----- Data to use -----

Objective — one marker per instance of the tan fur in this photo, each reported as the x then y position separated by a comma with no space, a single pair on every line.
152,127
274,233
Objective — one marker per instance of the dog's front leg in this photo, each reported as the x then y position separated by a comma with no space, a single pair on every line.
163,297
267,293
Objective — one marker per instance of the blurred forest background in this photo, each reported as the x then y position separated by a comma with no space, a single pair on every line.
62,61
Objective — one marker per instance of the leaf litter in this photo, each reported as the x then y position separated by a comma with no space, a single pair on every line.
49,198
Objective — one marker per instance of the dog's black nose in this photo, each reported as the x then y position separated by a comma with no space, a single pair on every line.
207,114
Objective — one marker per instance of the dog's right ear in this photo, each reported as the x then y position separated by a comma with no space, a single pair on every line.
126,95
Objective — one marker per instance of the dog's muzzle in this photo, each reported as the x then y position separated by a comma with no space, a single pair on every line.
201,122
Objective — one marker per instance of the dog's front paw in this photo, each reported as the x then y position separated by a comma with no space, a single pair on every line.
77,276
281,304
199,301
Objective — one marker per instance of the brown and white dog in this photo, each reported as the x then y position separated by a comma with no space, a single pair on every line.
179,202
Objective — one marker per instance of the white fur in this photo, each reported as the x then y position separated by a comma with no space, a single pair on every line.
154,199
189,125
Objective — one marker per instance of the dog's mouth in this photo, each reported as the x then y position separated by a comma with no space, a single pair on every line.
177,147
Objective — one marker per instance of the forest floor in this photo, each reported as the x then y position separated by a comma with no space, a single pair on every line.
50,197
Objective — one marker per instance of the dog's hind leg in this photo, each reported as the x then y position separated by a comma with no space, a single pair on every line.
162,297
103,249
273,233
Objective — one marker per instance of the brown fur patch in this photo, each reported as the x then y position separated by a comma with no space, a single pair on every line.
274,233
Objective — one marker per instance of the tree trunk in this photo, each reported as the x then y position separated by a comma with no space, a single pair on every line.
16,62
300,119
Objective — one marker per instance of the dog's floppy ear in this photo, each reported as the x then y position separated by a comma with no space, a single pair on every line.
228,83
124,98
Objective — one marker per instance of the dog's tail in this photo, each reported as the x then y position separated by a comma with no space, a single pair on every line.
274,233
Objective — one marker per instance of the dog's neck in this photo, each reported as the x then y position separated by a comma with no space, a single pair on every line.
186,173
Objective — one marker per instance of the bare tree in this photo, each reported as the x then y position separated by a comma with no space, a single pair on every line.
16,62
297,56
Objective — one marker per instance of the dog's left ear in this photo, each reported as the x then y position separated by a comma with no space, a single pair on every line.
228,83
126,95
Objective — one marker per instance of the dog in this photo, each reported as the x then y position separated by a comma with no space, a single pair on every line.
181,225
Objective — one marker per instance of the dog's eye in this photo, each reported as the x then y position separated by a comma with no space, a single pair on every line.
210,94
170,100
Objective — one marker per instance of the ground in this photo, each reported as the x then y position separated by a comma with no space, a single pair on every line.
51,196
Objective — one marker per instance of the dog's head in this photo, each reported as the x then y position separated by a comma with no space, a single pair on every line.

-----

= Work to be completed =
Output every entry exactly as given.

= Output for this exercise =
Objective — one marker per instance of the tan fur in this photo, each reported as the x then y position separated by a comma with no space, a single pair on every line.
152,127
274,233
Objective — one marker per instance of the dog's front leg in this photo, each reported as the x then y position separated by a comma with no space, a single pair on every line.
163,297
267,293
Objective — one marker per instance of the blurred forest background in this photo, each reported as the x then y position separated by a comma with no space, a single pair on every line.
62,61
Objective — one marker per instance of the leaf litter in this photo, each reported as the x then y position separated by a comma with no space, a single pair on every line.
49,198
Objective — one marker per instance of the dog's black nose in this photo, each reported as the x then y position separated by a comma with no space, a single pair on every line.
207,114
Objective — one marker per instance of the dog's right ear in this photo, each reported as the x then y position separated by a comma with no space, a single pair on every line.
126,95
Objective — one marker per instance of the dog's muzzle in this photo, each reported as the x then y position separated by a comma with no space, a single pair on every line.
201,122
Objective — one marker per instance of the dog's front paw in this photo, each reported as the x then y position separated by a comma with no space, a single pair on every line.
77,276
281,304
199,301
Objective — one marker per instance of the brown and white dog in this photo, each reported as the x then y position separated by a comma with no space, a single pair on every line.
179,202
Objective — one marker per instance of the white fur in this photo, each reported as the x then y position separated by a comma with no space, a single pair on every line.
154,199
189,125
Objective — one marker per instance of the dog's mouth in this photo, each reported as the x then y position separated by a comma with no space, a single pair on every line.
177,147
Objective — one marker per instance of the forest floor in this photo, each reported as the x then y position separated by a comma with no space, a single pair on every line.
50,197
Objective — one marker per instance of the dog's hind leg in this photo, each reported as the x then y position separated by a comma with no space, a single pair on every line.
162,297
103,249
273,233
Objective — one marker per instance of the brown fur patch in this photo, each reported as the x then y position separated by a comma with no space, a single pair on every line.
274,233
Objective — one marker per instance of the tree trunk in this photo, each reported as the x then y position separated by a comma with no space, a single pair on every line.
16,62
300,119
Objective — one marker per instance of the dog's floppy ear in this photo, each reported as the x then y position separated by a comma with no space, a single pair on every line.
228,83
124,98
Objective — one marker per instance of the dog's tail in this photo, each reported as the x then y position separated by a comma with no space, a single pair on every line.
274,233
Objective — one marker per instance of the dog's neck in this photo, each reported as the x then y position separated by a comma with no space, a single pair on every line.
186,173
Objective — one marker per instance of the bare tree in this photo, each reported as the x then y position separated by a comma with no space, a single pair on every line.
16,62
297,56
Objective — one marker per instance of the dog's left ear in this photo, each reported as the x then y position separated by a comma with no space, a single pair on every line.
228,83
126,95
Objective — one marker per instance of the dog in this photo, each reported as the x then y position separated by a comma with no space, a single pair on every line.
181,225
Objective — one marker per instance of the dog's eye in this photo, each reported as the x then y position separated by a comma with no space, a single pair on every line.
210,94
170,100
Objective — one marker per instance of the ground in this photo, each reported as the x then y position separated by a comma with no space, a single pair on every line.
51,196
Objective — one marker per instance of the dog's head in this photo, each reported as the x then y position separated by a comma with no space, a single pair on every line.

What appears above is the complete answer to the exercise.